YOUR GOAL: On how many lines of the data below does the word "flame" appear? Reply with the number only.
╭──
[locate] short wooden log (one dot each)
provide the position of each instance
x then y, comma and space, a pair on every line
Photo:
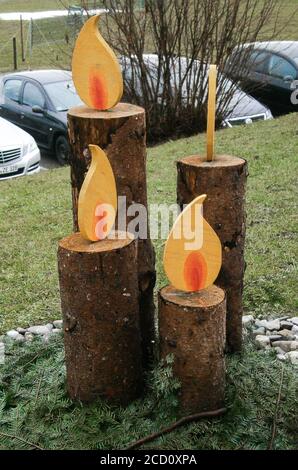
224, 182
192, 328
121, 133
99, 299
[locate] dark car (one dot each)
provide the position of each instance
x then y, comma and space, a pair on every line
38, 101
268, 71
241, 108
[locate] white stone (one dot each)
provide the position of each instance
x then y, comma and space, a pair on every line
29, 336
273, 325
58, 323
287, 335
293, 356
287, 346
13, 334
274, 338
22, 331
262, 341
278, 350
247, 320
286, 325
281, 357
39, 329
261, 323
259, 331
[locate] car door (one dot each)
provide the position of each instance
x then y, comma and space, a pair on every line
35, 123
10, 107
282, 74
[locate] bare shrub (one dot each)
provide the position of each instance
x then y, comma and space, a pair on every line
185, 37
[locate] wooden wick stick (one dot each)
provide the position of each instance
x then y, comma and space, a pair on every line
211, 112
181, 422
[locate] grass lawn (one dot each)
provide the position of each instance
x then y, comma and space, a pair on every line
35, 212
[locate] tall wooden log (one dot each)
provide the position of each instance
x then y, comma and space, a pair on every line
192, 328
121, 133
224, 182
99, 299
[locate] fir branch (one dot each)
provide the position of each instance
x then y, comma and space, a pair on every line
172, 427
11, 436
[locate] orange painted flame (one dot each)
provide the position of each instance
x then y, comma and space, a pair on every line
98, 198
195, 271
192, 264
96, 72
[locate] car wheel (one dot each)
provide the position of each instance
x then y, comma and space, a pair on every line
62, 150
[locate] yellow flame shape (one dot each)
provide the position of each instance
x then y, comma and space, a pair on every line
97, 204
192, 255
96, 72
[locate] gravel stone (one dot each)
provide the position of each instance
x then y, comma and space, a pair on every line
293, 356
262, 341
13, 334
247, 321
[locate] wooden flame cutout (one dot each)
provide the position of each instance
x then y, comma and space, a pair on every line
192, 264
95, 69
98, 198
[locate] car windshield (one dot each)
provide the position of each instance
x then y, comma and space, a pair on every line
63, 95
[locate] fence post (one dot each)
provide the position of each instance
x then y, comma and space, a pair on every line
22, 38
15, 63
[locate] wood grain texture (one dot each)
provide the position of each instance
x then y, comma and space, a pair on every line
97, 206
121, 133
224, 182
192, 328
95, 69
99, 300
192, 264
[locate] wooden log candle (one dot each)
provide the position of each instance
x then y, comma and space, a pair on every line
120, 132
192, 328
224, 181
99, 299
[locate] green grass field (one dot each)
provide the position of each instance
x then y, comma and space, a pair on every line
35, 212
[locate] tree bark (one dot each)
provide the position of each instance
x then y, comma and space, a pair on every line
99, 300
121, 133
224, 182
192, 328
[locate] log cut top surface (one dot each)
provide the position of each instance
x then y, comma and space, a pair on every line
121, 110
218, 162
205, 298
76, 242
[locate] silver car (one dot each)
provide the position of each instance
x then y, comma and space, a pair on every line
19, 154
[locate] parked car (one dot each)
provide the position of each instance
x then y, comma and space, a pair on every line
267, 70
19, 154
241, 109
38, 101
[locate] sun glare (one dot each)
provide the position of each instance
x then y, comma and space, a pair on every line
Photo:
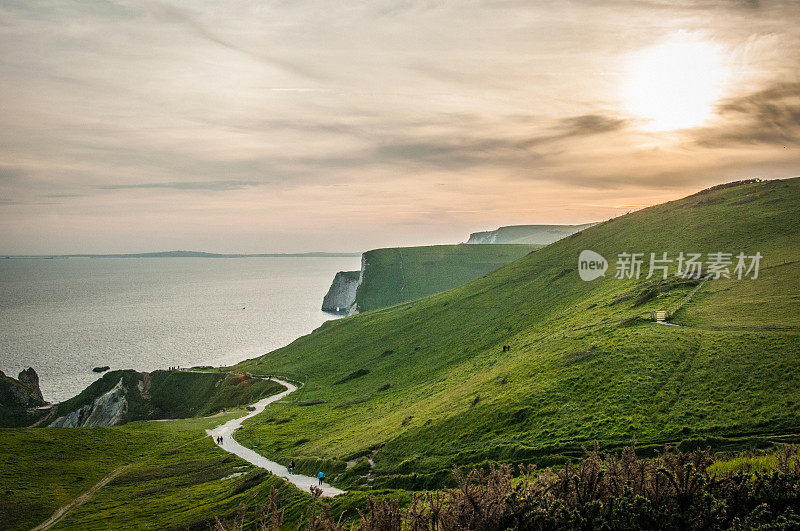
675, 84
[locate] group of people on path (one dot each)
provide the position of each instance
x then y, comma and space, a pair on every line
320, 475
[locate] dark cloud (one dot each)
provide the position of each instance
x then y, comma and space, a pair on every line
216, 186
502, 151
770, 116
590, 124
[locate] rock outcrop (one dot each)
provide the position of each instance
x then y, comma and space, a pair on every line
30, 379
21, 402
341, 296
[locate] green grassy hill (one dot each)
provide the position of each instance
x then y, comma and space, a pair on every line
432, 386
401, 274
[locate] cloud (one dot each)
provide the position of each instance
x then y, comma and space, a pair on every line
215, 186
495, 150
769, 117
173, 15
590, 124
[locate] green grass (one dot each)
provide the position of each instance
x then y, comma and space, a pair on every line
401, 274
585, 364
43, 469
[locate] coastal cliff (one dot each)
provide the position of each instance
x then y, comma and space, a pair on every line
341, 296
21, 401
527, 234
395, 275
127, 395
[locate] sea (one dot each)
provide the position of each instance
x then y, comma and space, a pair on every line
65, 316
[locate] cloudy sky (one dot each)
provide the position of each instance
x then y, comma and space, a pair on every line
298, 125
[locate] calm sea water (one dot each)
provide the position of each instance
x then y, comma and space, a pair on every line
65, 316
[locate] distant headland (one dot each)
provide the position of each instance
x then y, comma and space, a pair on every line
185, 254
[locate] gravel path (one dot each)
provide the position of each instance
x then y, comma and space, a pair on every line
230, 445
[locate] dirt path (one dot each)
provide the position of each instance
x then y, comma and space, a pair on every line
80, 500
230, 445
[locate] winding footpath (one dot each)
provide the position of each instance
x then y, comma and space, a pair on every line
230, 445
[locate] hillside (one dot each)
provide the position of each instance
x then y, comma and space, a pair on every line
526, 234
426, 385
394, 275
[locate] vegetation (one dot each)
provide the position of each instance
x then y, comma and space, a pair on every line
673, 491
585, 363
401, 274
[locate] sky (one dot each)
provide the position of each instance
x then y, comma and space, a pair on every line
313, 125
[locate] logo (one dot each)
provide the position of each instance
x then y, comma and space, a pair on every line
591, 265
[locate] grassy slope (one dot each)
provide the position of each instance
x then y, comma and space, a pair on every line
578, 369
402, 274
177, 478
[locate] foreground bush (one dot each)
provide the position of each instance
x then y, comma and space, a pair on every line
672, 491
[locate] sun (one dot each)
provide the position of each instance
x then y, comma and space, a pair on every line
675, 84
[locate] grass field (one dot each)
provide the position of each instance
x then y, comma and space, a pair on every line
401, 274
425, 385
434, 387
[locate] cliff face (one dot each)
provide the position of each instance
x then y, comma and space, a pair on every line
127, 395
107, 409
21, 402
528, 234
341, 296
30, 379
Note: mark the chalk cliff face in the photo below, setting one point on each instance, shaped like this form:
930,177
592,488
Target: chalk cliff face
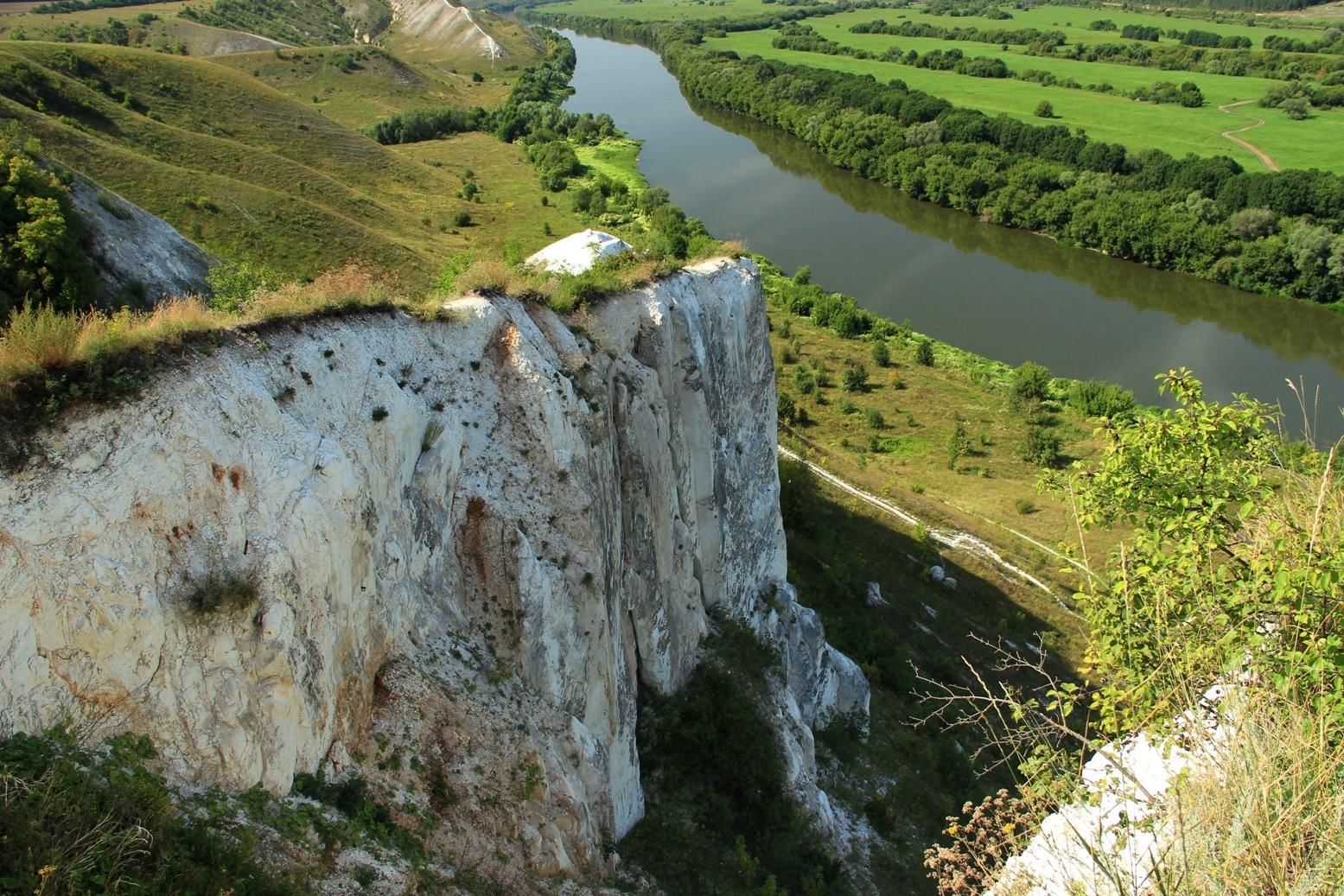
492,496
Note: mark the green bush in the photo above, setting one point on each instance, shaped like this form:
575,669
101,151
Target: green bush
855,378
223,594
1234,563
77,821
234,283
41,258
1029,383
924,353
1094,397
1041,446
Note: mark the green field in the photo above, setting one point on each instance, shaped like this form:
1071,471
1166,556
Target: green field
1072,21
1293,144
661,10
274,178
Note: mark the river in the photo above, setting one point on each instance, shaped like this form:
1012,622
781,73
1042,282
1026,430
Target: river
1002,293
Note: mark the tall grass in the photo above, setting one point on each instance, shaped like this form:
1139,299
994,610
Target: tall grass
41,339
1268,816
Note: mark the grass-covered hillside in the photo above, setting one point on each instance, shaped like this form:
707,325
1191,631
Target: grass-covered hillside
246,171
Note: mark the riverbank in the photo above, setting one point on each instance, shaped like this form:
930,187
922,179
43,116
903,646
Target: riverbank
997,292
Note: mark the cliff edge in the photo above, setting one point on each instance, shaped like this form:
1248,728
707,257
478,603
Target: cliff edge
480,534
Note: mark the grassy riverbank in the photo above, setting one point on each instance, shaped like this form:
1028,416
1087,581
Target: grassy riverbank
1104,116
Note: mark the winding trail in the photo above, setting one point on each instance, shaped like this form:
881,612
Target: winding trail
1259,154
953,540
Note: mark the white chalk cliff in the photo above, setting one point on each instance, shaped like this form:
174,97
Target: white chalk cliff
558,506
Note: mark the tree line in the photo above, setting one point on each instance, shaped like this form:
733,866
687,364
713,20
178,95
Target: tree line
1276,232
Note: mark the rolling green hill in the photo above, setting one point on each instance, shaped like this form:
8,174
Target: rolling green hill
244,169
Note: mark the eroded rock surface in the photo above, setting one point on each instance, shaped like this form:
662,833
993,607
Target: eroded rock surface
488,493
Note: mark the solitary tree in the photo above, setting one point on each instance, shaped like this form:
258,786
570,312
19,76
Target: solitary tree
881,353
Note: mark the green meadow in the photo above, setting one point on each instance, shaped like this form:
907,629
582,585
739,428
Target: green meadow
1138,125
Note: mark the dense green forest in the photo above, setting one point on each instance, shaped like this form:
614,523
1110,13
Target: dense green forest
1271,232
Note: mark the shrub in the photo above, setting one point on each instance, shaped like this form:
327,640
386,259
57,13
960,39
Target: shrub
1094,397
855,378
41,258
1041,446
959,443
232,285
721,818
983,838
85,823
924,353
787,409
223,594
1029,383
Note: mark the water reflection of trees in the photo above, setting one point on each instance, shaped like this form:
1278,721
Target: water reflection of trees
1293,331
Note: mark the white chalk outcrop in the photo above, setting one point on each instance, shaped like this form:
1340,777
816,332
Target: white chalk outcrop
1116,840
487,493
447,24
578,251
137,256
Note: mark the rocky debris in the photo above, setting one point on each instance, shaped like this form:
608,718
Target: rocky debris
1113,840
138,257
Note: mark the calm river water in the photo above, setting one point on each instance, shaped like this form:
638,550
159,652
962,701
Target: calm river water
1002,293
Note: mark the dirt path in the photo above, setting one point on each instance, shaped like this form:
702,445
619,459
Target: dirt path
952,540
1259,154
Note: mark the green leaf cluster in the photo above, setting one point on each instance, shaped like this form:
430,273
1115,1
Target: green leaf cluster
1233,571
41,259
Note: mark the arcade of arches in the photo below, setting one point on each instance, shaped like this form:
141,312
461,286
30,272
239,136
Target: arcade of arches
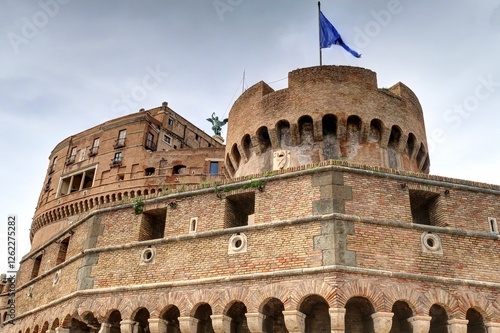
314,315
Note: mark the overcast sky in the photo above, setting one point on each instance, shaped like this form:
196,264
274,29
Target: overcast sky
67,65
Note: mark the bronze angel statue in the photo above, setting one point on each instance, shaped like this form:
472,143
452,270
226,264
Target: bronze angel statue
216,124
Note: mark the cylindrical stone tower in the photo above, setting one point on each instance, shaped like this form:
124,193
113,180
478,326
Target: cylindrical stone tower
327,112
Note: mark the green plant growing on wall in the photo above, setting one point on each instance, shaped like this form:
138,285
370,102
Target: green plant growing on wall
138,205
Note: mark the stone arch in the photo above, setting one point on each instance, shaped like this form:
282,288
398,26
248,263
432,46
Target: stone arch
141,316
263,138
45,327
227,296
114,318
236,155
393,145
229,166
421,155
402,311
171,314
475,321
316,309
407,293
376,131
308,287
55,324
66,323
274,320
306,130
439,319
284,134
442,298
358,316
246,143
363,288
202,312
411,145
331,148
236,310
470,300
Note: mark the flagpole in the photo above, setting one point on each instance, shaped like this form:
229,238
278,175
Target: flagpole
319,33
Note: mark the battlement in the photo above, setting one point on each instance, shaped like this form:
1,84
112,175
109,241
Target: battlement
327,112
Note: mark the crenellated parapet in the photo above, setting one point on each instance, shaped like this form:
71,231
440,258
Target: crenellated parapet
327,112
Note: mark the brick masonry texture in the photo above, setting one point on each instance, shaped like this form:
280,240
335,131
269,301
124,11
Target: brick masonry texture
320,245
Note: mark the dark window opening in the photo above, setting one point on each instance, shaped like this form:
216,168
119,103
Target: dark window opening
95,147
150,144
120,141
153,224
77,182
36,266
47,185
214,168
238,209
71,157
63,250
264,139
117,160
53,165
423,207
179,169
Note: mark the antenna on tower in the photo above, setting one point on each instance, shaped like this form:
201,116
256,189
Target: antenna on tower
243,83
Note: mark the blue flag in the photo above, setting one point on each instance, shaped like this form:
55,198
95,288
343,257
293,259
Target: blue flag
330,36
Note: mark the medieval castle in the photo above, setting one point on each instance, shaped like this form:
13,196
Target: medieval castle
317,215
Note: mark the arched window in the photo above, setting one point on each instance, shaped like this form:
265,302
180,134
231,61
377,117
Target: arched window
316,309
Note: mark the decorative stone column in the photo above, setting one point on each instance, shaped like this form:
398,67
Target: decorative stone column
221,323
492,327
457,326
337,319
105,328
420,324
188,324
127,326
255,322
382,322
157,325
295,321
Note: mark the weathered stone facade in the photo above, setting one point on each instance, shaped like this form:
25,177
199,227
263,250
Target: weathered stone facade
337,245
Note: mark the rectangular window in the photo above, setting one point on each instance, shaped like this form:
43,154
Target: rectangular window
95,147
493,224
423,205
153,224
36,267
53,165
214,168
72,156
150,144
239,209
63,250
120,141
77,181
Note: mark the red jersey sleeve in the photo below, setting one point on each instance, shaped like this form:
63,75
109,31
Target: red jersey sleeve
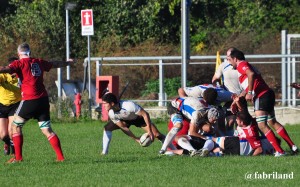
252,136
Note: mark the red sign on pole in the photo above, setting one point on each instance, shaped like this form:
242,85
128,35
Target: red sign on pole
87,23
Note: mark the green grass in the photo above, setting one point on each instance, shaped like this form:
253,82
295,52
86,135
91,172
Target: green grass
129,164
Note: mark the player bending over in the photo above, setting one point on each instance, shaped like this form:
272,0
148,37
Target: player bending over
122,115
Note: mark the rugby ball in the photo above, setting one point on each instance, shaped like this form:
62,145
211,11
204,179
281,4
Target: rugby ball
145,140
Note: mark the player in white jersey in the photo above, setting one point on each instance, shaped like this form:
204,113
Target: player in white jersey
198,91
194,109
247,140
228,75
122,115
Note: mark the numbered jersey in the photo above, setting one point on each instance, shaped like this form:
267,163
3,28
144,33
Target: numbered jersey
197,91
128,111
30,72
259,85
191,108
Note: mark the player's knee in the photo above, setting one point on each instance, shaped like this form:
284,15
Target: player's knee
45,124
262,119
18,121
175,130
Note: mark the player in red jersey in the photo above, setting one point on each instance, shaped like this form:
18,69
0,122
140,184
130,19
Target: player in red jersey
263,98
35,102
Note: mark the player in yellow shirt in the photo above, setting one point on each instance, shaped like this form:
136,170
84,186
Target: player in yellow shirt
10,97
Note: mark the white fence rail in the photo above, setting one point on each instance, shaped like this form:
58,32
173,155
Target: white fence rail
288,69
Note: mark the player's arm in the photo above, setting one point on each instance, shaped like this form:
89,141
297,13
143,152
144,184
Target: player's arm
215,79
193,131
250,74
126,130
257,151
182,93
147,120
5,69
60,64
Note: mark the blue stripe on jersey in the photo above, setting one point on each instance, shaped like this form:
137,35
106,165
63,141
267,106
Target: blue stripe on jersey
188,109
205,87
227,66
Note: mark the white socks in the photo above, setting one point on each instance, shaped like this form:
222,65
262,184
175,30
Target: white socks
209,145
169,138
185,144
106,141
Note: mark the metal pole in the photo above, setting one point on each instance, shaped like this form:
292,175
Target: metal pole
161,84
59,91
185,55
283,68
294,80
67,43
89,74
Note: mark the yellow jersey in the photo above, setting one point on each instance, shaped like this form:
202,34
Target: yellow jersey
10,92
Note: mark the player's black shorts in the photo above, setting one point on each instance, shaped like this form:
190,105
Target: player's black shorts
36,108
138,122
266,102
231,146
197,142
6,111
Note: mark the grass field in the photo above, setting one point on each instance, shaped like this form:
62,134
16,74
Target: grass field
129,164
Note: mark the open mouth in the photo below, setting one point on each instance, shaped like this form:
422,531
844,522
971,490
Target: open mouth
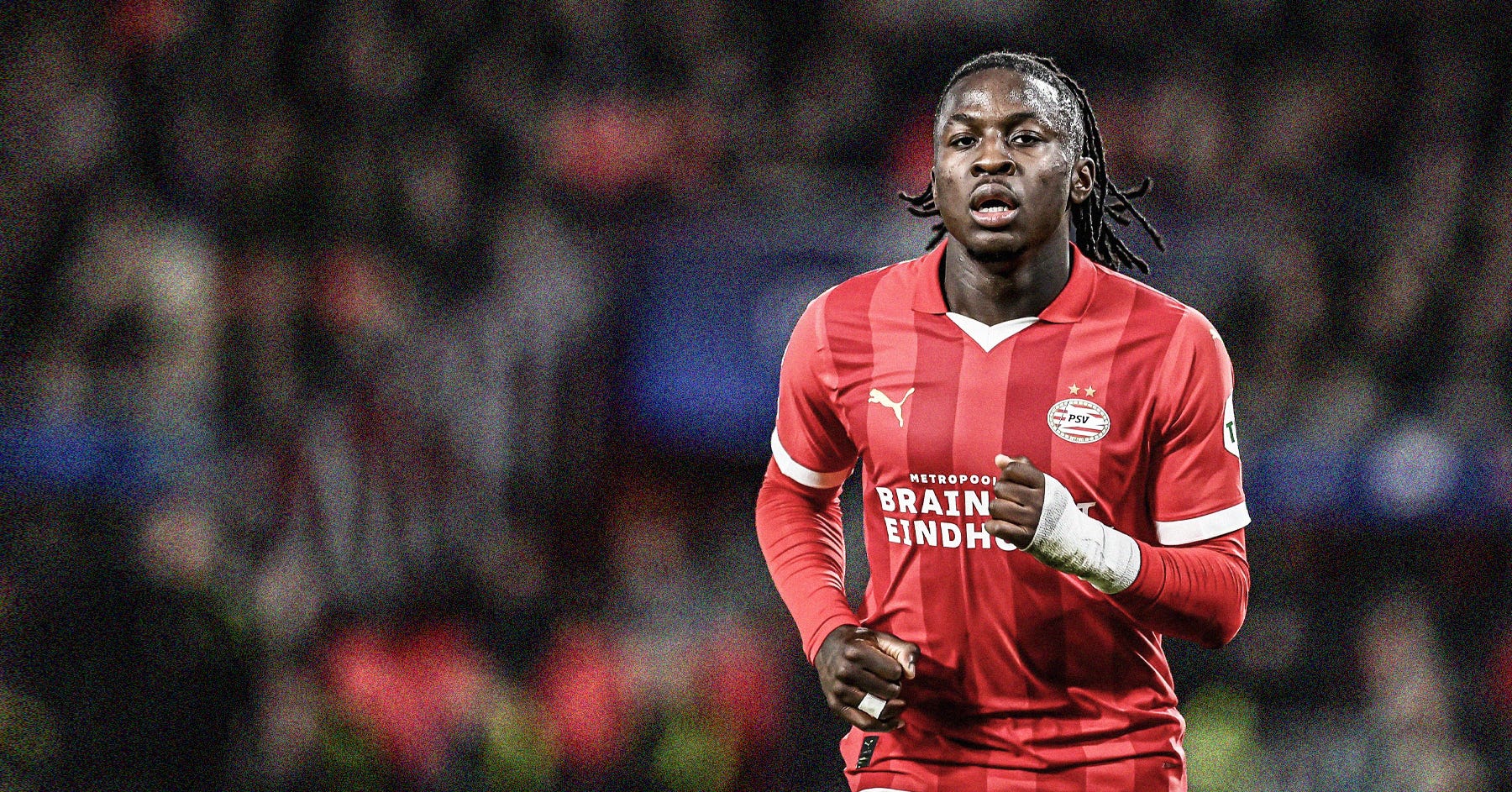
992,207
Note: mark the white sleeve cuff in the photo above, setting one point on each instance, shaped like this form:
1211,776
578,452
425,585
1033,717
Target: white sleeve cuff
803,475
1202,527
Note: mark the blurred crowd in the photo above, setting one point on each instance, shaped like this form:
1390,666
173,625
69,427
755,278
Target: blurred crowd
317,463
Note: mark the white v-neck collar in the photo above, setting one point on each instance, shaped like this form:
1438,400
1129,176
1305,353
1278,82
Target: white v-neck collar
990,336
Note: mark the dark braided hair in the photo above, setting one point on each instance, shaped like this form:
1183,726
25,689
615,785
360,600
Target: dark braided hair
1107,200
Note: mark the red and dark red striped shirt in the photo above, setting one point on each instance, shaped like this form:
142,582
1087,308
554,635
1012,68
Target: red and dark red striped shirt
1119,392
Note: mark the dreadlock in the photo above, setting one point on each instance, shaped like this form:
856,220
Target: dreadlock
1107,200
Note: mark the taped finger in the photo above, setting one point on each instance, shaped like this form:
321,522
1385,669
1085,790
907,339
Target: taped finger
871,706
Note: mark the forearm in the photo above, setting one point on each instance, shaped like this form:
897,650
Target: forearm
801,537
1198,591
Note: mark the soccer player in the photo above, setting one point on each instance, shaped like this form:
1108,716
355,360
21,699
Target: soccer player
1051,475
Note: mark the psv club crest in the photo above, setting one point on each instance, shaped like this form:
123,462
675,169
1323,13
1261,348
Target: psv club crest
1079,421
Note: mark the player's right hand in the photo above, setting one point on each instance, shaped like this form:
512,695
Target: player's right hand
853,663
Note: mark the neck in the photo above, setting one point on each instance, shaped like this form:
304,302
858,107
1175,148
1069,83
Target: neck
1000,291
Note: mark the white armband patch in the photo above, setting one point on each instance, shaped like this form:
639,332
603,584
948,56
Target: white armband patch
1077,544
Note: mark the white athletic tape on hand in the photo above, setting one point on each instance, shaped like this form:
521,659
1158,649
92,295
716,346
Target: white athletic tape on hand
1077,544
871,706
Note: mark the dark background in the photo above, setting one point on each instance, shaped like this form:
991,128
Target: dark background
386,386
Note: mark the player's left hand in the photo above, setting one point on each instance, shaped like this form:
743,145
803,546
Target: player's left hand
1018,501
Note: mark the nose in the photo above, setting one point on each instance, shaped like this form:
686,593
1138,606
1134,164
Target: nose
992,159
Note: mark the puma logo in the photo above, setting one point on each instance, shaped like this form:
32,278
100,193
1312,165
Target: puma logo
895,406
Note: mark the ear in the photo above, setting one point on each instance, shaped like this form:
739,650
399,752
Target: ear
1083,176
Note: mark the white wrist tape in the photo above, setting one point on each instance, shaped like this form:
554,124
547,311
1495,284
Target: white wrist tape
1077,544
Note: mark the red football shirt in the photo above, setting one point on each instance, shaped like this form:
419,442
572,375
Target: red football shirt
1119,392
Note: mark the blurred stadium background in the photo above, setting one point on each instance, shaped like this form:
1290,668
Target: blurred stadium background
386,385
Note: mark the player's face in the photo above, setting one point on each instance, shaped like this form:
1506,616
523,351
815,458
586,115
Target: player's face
╰──
THE COMPLETED TASK: 3